TASK STATEMENT
Using the listing that follows, filter out every line lacking the string "buckle" and return the rest.

____ THE DATA

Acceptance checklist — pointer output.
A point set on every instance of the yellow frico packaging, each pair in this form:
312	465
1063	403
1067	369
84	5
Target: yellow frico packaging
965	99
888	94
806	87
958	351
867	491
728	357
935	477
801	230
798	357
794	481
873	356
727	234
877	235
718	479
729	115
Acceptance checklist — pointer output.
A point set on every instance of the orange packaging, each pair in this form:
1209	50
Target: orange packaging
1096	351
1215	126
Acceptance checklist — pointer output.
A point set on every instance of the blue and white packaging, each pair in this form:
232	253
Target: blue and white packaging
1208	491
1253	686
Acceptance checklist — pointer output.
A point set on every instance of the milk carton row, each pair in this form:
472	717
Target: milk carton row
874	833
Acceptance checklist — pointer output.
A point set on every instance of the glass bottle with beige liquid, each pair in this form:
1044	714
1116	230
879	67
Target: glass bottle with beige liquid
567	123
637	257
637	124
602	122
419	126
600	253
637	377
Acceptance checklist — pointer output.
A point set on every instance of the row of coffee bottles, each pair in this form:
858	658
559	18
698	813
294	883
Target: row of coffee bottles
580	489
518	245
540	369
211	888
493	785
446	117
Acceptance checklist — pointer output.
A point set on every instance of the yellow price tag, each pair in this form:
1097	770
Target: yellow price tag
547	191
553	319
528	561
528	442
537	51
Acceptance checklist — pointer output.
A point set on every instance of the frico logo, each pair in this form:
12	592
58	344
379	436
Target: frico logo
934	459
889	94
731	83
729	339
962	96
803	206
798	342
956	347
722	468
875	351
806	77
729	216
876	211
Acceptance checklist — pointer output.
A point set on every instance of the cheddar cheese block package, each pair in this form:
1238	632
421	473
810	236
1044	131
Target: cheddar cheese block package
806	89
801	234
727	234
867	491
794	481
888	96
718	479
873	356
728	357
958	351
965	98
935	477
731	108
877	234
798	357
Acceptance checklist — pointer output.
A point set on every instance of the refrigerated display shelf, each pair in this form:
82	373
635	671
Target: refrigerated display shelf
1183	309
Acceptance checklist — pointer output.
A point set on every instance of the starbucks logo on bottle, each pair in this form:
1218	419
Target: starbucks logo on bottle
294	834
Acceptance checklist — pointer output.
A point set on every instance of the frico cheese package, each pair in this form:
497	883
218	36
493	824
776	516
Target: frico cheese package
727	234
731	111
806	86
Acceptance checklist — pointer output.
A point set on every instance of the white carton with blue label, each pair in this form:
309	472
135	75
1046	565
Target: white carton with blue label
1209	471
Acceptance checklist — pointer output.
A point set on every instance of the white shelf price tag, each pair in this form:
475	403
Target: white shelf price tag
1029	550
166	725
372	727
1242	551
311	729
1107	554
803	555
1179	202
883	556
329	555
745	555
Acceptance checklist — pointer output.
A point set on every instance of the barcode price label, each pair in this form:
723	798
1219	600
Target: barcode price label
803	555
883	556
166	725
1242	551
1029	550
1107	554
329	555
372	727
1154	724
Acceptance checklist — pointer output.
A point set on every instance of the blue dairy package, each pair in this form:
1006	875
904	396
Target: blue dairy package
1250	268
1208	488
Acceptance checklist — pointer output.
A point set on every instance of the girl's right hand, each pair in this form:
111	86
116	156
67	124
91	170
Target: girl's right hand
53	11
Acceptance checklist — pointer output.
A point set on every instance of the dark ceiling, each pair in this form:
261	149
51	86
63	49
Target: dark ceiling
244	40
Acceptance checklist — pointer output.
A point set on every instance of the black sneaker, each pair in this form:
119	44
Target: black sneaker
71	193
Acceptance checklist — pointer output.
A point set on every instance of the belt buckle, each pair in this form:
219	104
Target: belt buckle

________
____ THE DATA

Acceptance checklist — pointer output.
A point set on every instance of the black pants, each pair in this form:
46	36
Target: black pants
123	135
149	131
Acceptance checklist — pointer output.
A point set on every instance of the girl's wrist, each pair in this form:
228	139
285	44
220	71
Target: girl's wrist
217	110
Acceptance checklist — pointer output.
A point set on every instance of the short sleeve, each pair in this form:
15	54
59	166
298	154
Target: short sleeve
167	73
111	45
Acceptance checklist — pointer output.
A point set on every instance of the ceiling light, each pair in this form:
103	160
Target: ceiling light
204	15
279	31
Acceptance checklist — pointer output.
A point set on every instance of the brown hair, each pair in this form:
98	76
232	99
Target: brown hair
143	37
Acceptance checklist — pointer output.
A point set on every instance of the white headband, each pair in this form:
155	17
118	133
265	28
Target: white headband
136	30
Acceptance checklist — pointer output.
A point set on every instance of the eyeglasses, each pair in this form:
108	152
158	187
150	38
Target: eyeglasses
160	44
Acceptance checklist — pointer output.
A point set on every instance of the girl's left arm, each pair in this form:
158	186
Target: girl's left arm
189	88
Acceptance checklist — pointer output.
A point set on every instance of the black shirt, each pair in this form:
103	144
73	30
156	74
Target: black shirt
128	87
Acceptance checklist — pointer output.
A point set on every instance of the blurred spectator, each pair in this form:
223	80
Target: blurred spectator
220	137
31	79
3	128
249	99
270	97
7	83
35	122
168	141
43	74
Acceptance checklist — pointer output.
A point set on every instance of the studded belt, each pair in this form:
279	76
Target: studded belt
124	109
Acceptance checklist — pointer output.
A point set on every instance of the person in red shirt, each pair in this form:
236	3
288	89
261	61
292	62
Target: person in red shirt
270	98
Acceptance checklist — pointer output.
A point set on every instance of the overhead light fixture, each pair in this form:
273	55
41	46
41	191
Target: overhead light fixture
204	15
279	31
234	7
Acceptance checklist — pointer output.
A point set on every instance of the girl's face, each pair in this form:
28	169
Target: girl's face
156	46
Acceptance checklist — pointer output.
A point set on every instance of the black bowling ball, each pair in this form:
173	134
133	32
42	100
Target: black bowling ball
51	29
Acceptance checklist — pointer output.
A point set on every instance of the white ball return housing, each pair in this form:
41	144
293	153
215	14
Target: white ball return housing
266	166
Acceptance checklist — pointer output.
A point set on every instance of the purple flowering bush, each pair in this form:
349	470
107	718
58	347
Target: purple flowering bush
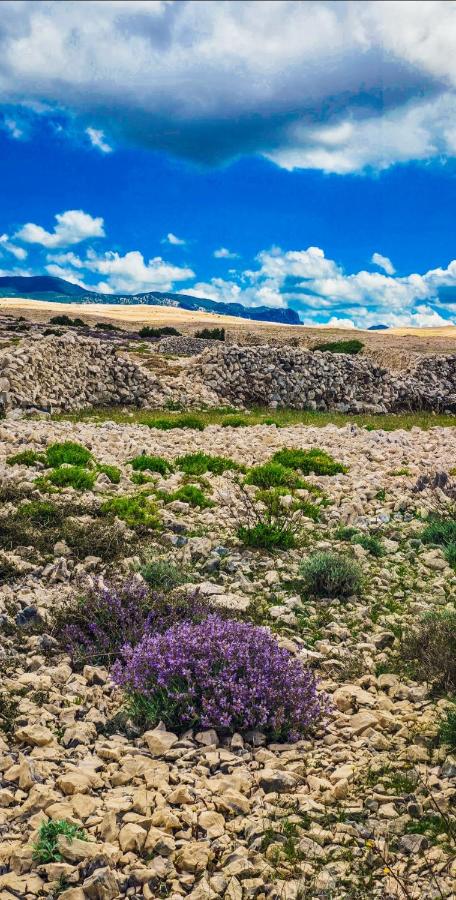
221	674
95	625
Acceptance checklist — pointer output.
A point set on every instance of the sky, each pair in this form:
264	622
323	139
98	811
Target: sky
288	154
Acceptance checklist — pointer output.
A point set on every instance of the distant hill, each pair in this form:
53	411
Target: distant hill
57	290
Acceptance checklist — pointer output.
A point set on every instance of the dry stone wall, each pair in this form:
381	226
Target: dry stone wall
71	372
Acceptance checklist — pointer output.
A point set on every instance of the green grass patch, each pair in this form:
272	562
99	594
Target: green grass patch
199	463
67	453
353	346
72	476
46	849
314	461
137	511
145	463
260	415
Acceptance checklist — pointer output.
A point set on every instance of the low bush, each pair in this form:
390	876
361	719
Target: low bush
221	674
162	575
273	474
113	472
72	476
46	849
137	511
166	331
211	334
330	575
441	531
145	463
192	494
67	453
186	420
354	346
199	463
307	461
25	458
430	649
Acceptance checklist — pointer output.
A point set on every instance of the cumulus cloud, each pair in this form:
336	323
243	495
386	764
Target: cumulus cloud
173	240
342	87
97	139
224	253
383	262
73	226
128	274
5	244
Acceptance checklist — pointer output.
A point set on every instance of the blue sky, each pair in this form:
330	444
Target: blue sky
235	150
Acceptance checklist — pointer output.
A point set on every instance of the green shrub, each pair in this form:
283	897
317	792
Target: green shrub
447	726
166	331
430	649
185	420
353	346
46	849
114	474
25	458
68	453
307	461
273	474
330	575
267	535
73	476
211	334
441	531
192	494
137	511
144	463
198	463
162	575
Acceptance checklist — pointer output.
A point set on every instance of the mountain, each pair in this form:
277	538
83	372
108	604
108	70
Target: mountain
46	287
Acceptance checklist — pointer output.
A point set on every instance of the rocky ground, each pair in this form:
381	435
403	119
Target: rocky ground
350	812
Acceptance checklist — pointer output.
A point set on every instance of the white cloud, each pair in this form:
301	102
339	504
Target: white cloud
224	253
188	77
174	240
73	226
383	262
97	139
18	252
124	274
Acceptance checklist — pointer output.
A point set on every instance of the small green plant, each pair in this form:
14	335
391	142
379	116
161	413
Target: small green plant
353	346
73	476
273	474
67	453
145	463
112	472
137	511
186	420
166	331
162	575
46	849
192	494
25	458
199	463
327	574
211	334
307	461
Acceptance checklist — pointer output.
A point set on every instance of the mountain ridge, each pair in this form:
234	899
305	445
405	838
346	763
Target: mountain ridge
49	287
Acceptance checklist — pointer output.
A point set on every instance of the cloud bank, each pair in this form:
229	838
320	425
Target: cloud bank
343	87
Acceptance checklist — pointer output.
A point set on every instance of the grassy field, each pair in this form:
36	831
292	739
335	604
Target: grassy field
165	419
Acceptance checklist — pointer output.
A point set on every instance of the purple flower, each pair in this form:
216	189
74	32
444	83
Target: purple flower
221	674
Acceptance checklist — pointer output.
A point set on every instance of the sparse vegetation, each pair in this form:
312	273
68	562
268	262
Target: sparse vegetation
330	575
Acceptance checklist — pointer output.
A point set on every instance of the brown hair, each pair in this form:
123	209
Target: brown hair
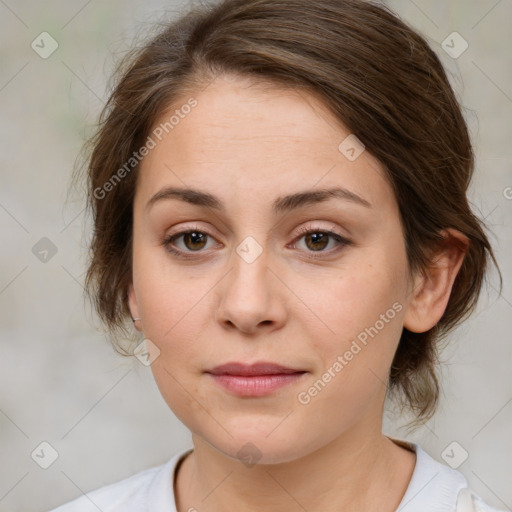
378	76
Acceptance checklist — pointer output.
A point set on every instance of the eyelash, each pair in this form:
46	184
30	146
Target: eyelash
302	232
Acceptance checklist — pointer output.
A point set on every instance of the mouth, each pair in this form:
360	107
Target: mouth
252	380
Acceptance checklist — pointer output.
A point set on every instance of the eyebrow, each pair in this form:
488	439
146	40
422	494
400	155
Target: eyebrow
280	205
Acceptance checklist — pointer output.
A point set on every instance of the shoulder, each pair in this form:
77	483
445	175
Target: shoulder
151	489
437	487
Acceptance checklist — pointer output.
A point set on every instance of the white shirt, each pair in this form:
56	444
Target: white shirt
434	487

________

TASK OUTPUT
A point set on every instance of the belt buckle, each pair in this form:
Target: belt buckle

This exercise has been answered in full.